# WORK INSTRUCTIONS
Copy, word for word, the stretch of the Angie Cheong biography from "During her hiatus, Cheong" through "her freelance career.".

*** SUPPLIED PASSAGE Section Begins ***

Angie Cheong Wai-yee (張慧儀) is a Malaysian‑born Hong Kong actress. She won Miss Chinese Malaysia in 1992 and represented Malaysia at the Miss Chinese International pageant in 1993, after which she signed with TVB and began her on‑screen career.

==Life and career==
===Early life and pageantry competitions===
Cheong showed an early interest in performance and beauty pageants, winning the Miss Chinese Malaysia title in 1992 and competing in Miss Chinese International in 1993, which opened the door to her television career in Hong Kong.

===1994–2006: TVB career and film sex symbol===
Cheong made her television debut in 1994 with the TVB series ICAC. She gained recognition for roles such as Lee Choi Yiu/Ng Fong Gwai in A Kindred Spirit (1995–1999), Spider Demon Si Si in Journey to the West (1996), Python Demon in Journey to the West II, Ma Ding‑dong in My Date with a Vampire, and Shek Siu Yuk in Ultra Protection.

Her appearances in Hong Kong films such as Once Upon a Time in Triad Society 2 (1996), A True Mob Story (1998), and Raped by an Angel 3 (1998) established her as a sex symbol.

===2003–2008: Abuse, hiatus, and motherhood===
In 2003, Cheong was seriously injured in an abusive incident involving her then‑fiancé, leaving both physical and emotional scars. She took an extended hiatus from acting, relocating to Beijing to recover and reassess her personal and professional life. During this period, she publicly stated that she would never pursue another romantic relationship.

During her hiatus, Cheong adopted a son named Hanson, born with a congenital heart condition, and raised him as a single mother. She balanced her parental responsibilities with volunteer work and advocacy for children with medical needs.

Although her work with TVB decreased during this time, she never officially declared leaving the network, and no public announcement was made regarding her departure. When she gradually returned to acting, she began collaborating with multiple companies, including TVB and ViuTV, marking the beginning of her freelance career.

===2009–present: Return to acting and freelance career===
Cheong officially resumed acting in 2009 and expanded her work across multiple Hong Kong networks. In 2013, she returned briefly to TVB for the drama Never Dance Alone at the encouragement of producer Eric Tsang.

*** SUPPLIED PASSAGE Section Ends ***
*** GIVEN RECORDS Section Begins ***

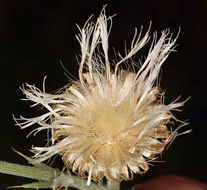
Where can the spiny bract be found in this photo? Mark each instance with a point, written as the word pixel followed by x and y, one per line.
pixel 110 123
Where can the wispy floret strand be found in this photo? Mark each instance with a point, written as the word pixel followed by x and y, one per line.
pixel 111 122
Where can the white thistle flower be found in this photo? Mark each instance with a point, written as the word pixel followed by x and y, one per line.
pixel 110 123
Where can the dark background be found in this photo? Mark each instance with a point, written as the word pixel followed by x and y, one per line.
pixel 36 34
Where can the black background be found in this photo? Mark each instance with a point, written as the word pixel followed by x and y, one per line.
pixel 36 34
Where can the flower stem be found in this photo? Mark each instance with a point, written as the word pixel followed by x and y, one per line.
pixel 113 185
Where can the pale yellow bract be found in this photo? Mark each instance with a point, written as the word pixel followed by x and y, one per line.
pixel 112 122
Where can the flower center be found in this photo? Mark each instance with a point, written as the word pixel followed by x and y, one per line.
pixel 109 121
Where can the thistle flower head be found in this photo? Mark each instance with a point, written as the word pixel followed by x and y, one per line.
pixel 111 122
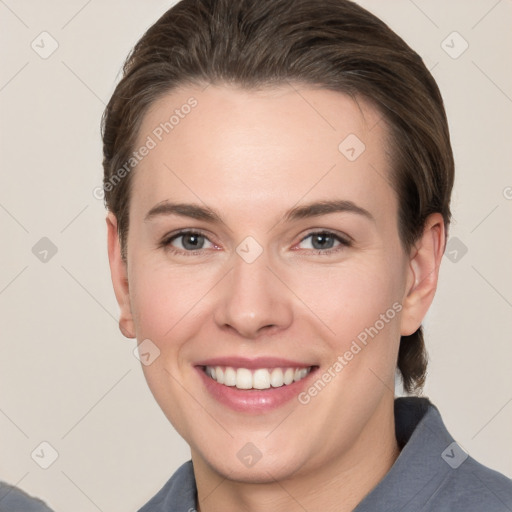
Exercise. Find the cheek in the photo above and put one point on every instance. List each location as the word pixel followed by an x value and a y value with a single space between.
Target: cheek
pixel 165 300
pixel 348 299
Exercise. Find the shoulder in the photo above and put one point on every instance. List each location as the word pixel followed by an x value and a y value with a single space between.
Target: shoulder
pixel 452 479
pixel 177 495
pixel 473 487
pixel 13 499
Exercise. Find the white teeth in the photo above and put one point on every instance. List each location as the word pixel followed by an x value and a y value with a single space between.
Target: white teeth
pixel 288 376
pixel 243 378
pixel 229 377
pixel 276 378
pixel 262 378
pixel 219 375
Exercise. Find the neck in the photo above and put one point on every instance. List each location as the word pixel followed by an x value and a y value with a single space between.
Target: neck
pixel 338 485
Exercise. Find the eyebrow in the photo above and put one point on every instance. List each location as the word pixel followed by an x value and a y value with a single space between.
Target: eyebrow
pixel 205 213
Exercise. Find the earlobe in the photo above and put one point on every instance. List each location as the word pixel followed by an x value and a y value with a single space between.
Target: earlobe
pixel 423 274
pixel 118 272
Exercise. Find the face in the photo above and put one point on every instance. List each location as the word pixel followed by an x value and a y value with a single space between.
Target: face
pixel 265 275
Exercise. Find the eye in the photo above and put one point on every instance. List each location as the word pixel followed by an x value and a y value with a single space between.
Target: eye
pixel 324 241
pixel 187 241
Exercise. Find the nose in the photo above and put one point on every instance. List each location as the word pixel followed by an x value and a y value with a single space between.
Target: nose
pixel 253 301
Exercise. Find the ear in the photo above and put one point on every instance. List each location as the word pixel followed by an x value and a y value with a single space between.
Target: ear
pixel 118 272
pixel 422 274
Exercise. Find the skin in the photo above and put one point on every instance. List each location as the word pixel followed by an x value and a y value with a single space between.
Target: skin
pixel 252 156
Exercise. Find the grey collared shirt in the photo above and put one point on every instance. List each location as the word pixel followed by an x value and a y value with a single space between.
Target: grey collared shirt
pixel 431 474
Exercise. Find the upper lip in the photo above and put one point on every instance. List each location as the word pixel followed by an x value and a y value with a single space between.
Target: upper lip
pixel 253 363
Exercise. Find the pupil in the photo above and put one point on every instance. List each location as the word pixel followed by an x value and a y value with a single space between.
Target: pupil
pixel 192 241
pixel 322 241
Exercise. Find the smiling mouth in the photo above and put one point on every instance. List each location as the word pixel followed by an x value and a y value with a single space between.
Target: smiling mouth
pixel 258 378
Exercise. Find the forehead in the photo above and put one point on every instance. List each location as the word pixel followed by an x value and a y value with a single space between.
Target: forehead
pixel 263 149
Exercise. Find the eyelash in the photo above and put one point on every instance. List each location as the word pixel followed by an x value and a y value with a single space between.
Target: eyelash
pixel 343 243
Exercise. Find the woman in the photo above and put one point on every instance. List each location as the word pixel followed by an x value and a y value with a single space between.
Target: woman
pixel 278 178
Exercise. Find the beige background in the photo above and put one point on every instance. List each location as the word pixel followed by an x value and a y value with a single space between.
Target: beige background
pixel 69 378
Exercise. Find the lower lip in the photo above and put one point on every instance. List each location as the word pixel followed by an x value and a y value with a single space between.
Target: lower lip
pixel 253 400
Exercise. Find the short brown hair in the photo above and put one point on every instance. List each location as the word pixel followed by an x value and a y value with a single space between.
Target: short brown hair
pixel 333 44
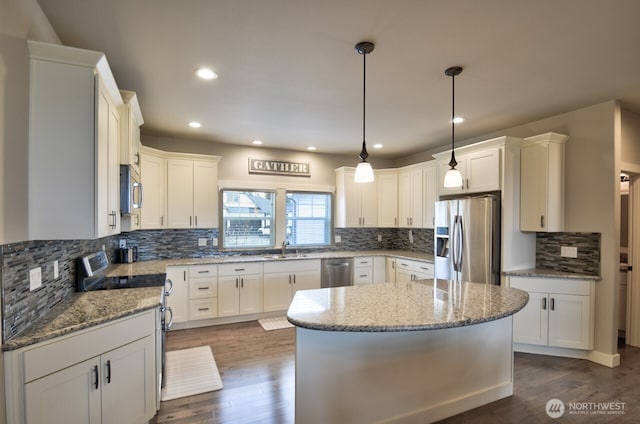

*** GIVEN RECORDS Section Ends ***

# COMPLETED TASK
During her hiatus, Cheong adopted a son named Hanson, born with a congenital heart condition, and raised him as a single mother. She balanced her parental responsibilities with volunteer work and advocacy for children with medical needs.

Although her work with TVB decreased during this time, she never officially declared leaving the network, and no public announcement was made regarding her departure. When she gradually returned to acting, she began collaborating with multiple companies, including TVB and ViuTV, marking the beginning of her freelance career.